> [WORK INSTRUCTIONS]:
Copy out the lines that follow word for word, leaving out the pictures.

[Coordinate annotation lines]
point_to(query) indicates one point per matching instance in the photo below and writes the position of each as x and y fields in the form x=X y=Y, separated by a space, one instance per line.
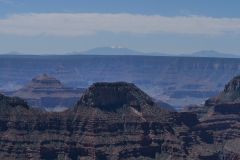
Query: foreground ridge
x=110 y=121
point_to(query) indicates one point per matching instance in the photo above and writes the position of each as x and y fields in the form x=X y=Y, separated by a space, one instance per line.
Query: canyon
x=120 y=121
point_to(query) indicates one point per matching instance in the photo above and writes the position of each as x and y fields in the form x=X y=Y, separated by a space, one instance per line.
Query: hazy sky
x=169 y=26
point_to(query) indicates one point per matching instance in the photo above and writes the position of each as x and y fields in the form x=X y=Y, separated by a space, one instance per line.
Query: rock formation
x=110 y=121
x=49 y=93
x=117 y=121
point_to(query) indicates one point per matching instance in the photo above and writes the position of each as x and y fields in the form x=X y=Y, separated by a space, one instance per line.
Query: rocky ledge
x=116 y=121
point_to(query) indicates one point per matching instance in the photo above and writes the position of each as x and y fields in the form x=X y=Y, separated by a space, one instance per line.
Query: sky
x=166 y=26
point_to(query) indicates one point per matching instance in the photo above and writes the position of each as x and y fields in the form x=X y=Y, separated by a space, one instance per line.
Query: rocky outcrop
x=48 y=93
x=220 y=119
x=110 y=121
x=117 y=121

> [ANSWER FOR THIS EXERCISE]:
point_to(query) indicates one point per matching instance in the photo below and writes the position of each as x and y fields in the form x=X y=Y, separated by a space, one instance per line.
Query: foreground ridge
x=110 y=121
point_to(query) indicates one point per matching instance in the photo above and writes the position of each as x and y fields in the form x=X y=Y, separated by a space, one instance per line.
Query: canyon
x=120 y=121
point_to(query) indicates one point per matching instance in the photo above and writes the position of each as x and y fields in the form x=X y=Y, separated by a space, one instance per line.
Query: hazy sky
x=169 y=26
point_to(query) indicates one point per matching instance in the photo above and writes the position of each as x and y fields in the form x=X y=Y, separated by a space, one instance per line.
Query: rock formation
x=110 y=121
x=49 y=93
x=117 y=121
point_to(query) indicates one point per matching instance in the photo above and writes the position of each as x and y fields in the form x=X y=Y, separated by a space, one instance per line.
Query: rocky ledge
x=116 y=121
point_to(query) indicates one point per matching instance in the photo above and writes the position of each as x and y fields in the form x=X y=Y, separated by a space, one instance per line.
Query: sky
x=166 y=26
point_to(query) indicates one point per matching instance in the photo above and writes the position of each as x and y fields in the form x=X y=Y, separated by a space, one instance per line.
Query: rocky outcrop
x=48 y=93
x=220 y=119
x=110 y=121
x=117 y=121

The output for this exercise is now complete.